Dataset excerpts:
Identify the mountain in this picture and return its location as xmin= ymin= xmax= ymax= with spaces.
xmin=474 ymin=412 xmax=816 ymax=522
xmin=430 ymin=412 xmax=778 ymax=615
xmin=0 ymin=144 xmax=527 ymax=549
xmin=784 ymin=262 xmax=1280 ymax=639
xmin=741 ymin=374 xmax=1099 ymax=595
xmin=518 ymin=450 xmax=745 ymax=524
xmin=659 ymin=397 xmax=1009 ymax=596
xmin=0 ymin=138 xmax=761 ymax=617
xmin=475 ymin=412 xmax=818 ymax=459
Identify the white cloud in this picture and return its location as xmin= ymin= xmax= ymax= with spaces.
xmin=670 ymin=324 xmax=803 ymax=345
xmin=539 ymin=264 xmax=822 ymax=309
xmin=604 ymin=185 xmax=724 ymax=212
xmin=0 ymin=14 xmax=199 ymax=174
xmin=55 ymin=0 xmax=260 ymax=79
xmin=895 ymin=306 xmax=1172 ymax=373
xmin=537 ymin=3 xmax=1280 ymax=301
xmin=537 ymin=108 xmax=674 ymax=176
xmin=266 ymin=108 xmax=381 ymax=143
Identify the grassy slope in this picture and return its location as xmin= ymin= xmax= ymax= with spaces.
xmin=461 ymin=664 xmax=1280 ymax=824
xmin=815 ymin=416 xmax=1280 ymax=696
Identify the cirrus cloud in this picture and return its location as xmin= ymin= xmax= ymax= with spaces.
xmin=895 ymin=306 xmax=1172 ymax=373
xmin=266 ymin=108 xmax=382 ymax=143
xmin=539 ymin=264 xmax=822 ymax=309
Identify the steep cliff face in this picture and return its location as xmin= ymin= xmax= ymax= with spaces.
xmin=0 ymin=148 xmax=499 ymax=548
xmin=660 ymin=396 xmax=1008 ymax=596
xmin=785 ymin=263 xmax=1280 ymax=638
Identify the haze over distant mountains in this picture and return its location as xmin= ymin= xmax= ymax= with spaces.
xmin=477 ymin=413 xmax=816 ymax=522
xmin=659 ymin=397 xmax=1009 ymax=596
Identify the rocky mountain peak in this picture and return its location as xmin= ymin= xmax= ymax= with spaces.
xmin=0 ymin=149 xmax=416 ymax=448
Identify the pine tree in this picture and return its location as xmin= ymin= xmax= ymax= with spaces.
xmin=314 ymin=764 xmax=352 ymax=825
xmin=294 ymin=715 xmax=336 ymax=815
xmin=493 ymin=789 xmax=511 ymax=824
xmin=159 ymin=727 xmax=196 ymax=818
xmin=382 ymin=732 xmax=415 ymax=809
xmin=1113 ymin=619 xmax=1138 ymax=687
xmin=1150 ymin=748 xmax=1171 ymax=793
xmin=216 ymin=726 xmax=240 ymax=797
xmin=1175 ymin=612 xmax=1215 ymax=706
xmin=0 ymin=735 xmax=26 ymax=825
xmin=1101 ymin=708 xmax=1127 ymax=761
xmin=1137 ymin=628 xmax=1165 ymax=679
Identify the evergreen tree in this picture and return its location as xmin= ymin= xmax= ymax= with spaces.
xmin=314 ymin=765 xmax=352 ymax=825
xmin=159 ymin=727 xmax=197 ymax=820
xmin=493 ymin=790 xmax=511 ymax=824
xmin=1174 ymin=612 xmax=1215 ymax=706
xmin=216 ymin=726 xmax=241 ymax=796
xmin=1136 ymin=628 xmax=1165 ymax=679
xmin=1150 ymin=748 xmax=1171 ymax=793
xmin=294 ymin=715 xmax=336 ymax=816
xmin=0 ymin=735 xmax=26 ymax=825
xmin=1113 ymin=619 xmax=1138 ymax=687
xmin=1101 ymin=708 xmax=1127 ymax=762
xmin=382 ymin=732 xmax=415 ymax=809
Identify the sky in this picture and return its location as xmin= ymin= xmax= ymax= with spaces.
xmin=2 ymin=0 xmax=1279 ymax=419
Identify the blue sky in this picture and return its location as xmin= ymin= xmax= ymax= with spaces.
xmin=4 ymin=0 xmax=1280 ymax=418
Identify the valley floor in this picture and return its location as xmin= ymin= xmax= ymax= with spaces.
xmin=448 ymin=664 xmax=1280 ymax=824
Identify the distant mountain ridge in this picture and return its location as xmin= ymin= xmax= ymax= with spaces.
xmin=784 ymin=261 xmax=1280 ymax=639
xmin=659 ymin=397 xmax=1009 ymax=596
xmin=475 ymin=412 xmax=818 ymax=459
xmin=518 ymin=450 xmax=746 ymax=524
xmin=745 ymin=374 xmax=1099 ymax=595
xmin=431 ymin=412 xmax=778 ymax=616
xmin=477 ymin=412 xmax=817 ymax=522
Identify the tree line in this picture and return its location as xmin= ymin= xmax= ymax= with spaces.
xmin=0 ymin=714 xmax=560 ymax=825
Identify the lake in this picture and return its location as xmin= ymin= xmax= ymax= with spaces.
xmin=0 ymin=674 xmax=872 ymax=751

- _What is expected_:
The reply must repeat all of the records precisely.

- _Response to this exercise_:
Identify the mountain in this picture and return its location as xmin= ymin= xmax= ymax= with spaces.
xmin=474 ymin=412 xmax=816 ymax=522
xmin=430 ymin=412 xmax=778 ymax=615
xmin=0 ymin=144 xmax=527 ymax=549
xmin=784 ymin=262 xmax=1280 ymax=639
xmin=741 ymin=374 xmax=1099 ymax=595
xmin=518 ymin=450 xmax=745 ymax=524
xmin=659 ymin=397 xmax=1009 ymax=596
xmin=0 ymin=138 xmax=761 ymax=617
xmin=475 ymin=412 xmax=818 ymax=459
Identify the white cloud in this picture and return its location as xmin= ymin= xmax= ymax= with spaces.
xmin=670 ymin=324 xmax=803 ymax=345
xmin=539 ymin=264 xmax=822 ymax=309
xmin=604 ymin=185 xmax=724 ymax=212
xmin=0 ymin=14 xmax=199 ymax=174
xmin=55 ymin=0 xmax=260 ymax=79
xmin=895 ymin=306 xmax=1172 ymax=373
xmin=537 ymin=3 xmax=1280 ymax=301
xmin=537 ymin=108 xmax=674 ymax=176
xmin=266 ymin=108 xmax=381 ymax=143
Identify the grassy slope in this picture and return its location as xmin= ymin= xmax= ymax= with spaces.
xmin=461 ymin=664 xmax=1280 ymax=824
xmin=815 ymin=416 xmax=1280 ymax=696
Identify the cirrus cloud in this picture and return its location as xmin= ymin= xmax= ymax= with spaces.
xmin=895 ymin=306 xmax=1172 ymax=373
xmin=266 ymin=108 xmax=382 ymax=143
xmin=539 ymin=264 xmax=822 ymax=309
Identify the steep cliff face in this picture and return its location as xmin= ymin= xmax= ymax= with spaces.
xmin=0 ymin=148 xmax=499 ymax=548
xmin=660 ymin=396 xmax=1008 ymax=596
xmin=785 ymin=263 xmax=1280 ymax=638
Identify the haze over distant mountains in this picture and return its location as xmin= ymin= xmax= ymax= with spaces.
xmin=477 ymin=413 xmax=816 ymax=522
xmin=659 ymin=397 xmax=1009 ymax=596
Identify the rocky mountain peak in this picture and return its location as xmin= ymin= xmax= ymax= with spaces.
xmin=0 ymin=149 xmax=416 ymax=448
Identify the pine tree in this picture and return its location as xmin= ymin= xmax= ymax= with spaces.
xmin=314 ymin=764 xmax=352 ymax=825
xmin=294 ymin=715 xmax=336 ymax=815
xmin=493 ymin=789 xmax=511 ymax=824
xmin=159 ymin=727 xmax=196 ymax=818
xmin=382 ymin=732 xmax=415 ymax=809
xmin=1113 ymin=619 xmax=1138 ymax=687
xmin=1150 ymin=748 xmax=1171 ymax=793
xmin=216 ymin=726 xmax=240 ymax=797
xmin=1175 ymin=612 xmax=1215 ymax=706
xmin=0 ymin=735 xmax=26 ymax=825
xmin=1101 ymin=708 xmax=1127 ymax=761
xmin=1137 ymin=628 xmax=1165 ymax=679
Identify the evergreen tree in this picture and return its location as xmin= ymin= xmax= ymax= with spaces.
xmin=314 ymin=765 xmax=352 ymax=825
xmin=159 ymin=727 xmax=197 ymax=820
xmin=493 ymin=790 xmax=511 ymax=824
xmin=1174 ymin=612 xmax=1215 ymax=706
xmin=216 ymin=726 xmax=241 ymax=796
xmin=1136 ymin=628 xmax=1165 ymax=679
xmin=1150 ymin=748 xmax=1171 ymax=793
xmin=294 ymin=715 xmax=336 ymax=816
xmin=0 ymin=735 xmax=26 ymax=825
xmin=1113 ymin=619 xmax=1138 ymax=687
xmin=1101 ymin=708 xmax=1127 ymax=762
xmin=382 ymin=732 xmax=415 ymax=809
Identify the sky in this picture and return its location as xmin= ymin= xmax= ymax= with spaces.
xmin=2 ymin=0 xmax=1279 ymax=419
Identify the blue sky in this picture and return its location as xmin= ymin= xmax= ymax= with spaces.
xmin=4 ymin=0 xmax=1280 ymax=418
Identify the valley floor in this picture and return its location as xmin= ymin= xmax= ymax= with spaces.
xmin=448 ymin=664 xmax=1280 ymax=824
Identify the distant mountain ridge in this picture and return its location as xmin= ymin= xmax= ymax= with spaces.
xmin=784 ymin=261 xmax=1280 ymax=639
xmin=659 ymin=397 xmax=1009 ymax=596
xmin=475 ymin=412 xmax=818 ymax=459
xmin=518 ymin=450 xmax=746 ymax=524
xmin=745 ymin=374 xmax=1099 ymax=595
xmin=431 ymin=412 xmax=778 ymax=616
xmin=477 ymin=412 xmax=817 ymax=522
Identify the tree line in this picture and return its location as xmin= ymin= xmax= ymax= with spaces.
xmin=0 ymin=714 xmax=560 ymax=825
Identify the lake in this picture and return its location as xmin= ymin= xmax= ymax= with spaces.
xmin=0 ymin=674 xmax=872 ymax=751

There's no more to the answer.